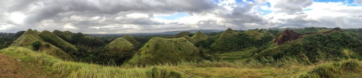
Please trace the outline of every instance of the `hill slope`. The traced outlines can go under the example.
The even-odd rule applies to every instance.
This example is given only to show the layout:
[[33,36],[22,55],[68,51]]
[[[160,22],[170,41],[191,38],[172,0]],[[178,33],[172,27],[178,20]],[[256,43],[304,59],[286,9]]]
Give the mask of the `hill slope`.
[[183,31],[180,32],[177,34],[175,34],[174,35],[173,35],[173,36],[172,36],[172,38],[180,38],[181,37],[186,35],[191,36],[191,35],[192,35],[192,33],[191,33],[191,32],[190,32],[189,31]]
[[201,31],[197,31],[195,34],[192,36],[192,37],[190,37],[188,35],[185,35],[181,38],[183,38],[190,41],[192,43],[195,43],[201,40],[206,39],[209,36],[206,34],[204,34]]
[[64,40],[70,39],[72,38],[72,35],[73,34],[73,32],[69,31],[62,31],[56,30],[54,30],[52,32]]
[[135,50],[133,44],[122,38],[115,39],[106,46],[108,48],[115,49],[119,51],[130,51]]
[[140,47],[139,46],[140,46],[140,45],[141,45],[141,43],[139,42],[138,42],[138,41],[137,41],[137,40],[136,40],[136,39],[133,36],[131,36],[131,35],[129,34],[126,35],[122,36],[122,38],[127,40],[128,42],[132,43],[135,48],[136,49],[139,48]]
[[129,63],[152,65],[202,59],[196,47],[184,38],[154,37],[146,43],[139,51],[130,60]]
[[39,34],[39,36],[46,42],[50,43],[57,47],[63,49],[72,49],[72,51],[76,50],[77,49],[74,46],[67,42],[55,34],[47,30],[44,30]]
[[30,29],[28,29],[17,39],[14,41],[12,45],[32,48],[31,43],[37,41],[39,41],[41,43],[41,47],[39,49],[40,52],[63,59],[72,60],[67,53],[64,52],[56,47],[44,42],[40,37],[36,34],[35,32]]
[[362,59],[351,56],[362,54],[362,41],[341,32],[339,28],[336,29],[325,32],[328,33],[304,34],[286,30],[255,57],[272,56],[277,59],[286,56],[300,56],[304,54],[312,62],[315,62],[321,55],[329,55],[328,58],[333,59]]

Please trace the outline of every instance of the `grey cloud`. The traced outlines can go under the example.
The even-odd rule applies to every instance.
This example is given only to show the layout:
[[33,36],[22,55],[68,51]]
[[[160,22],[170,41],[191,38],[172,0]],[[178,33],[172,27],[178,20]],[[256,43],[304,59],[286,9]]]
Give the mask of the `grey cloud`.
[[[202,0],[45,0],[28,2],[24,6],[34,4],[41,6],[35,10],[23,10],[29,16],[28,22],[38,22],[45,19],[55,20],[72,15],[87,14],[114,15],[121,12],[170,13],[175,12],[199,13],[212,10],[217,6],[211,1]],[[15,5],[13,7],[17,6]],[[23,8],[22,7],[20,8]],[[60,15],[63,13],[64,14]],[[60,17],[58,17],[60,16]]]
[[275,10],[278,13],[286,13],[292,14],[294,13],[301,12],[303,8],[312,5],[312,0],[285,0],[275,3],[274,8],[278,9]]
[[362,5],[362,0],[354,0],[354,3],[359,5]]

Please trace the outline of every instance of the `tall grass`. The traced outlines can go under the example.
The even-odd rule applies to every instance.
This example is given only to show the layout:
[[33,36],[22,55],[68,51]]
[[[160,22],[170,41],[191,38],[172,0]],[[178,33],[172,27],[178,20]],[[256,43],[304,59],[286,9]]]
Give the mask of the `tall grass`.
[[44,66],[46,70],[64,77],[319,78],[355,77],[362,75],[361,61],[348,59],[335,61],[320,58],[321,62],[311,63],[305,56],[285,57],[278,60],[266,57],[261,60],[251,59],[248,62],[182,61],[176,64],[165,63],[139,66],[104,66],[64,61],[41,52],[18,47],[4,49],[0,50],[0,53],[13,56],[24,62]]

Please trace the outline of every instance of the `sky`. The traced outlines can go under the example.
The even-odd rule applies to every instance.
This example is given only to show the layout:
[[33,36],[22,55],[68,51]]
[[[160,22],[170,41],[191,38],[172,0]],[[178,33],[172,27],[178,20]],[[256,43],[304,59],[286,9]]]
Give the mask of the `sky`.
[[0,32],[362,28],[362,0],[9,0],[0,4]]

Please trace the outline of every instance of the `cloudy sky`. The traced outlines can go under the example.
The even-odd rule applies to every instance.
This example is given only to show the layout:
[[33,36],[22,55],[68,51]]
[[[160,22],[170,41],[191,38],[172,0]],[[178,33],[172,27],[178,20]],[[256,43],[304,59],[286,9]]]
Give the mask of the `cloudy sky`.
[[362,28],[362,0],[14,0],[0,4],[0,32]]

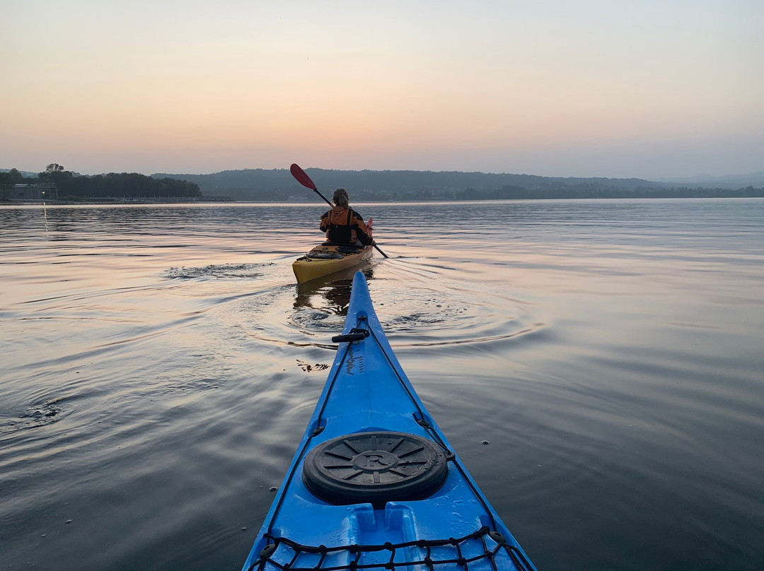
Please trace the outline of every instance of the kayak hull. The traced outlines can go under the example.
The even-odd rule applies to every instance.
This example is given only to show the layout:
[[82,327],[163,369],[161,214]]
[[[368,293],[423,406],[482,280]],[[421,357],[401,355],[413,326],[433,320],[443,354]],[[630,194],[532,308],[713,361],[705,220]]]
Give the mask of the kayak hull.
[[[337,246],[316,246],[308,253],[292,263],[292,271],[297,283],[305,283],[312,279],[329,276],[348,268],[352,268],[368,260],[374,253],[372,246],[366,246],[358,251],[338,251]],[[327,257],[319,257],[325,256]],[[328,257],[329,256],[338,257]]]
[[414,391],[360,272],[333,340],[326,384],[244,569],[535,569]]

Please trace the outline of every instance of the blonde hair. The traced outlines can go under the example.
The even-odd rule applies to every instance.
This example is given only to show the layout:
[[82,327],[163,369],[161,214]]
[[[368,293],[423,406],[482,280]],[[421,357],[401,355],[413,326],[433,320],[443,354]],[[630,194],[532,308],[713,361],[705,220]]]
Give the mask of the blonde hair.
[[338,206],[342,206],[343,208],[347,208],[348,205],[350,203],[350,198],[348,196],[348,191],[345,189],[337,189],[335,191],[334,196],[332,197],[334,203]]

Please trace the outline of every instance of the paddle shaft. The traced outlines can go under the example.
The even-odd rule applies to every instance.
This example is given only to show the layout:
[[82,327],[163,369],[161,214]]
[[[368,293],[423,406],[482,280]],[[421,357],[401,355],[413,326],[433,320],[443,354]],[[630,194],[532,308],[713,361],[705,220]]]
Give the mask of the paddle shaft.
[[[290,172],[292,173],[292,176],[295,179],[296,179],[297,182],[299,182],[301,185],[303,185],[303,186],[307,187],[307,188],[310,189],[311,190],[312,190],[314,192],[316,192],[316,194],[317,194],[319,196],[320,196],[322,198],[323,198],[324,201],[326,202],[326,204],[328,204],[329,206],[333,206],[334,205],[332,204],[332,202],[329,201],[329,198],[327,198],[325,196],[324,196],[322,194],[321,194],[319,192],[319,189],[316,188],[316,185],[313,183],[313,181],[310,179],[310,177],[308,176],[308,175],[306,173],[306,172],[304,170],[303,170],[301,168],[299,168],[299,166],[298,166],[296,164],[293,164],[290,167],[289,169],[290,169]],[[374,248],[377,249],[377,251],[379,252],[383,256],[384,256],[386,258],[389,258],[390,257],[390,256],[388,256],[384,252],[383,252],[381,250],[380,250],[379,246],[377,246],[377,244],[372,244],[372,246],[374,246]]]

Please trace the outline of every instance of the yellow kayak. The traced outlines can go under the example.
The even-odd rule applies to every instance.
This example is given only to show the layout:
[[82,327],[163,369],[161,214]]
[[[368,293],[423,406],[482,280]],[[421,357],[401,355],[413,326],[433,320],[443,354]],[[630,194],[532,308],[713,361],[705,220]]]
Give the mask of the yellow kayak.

• [Requirement]: Rewrite the material from the line with "Please trace the outline of every instance of the paddle" up to and including the line with "Give the mask of the paddle shaft.", putting "kayak paddle" wherever "paddle shaft" appears and leaving everything else unchanged.

• [Answer to this exercise]:
Please trace the outline of every instance of the kayak paddle. The traced outlines can go under the example.
The even-odd rule applies to every instance.
This example is given only to show the layout:
[[82,327],[163,369],[161,214]]
[[[368,293],[423,406],[482,280]],[[421,357],[401,355],[413,326],[433,320],[443,354]],[[630,194],[532,308],[713,361],[705,220]]]
Give the mask of the kayak paddle.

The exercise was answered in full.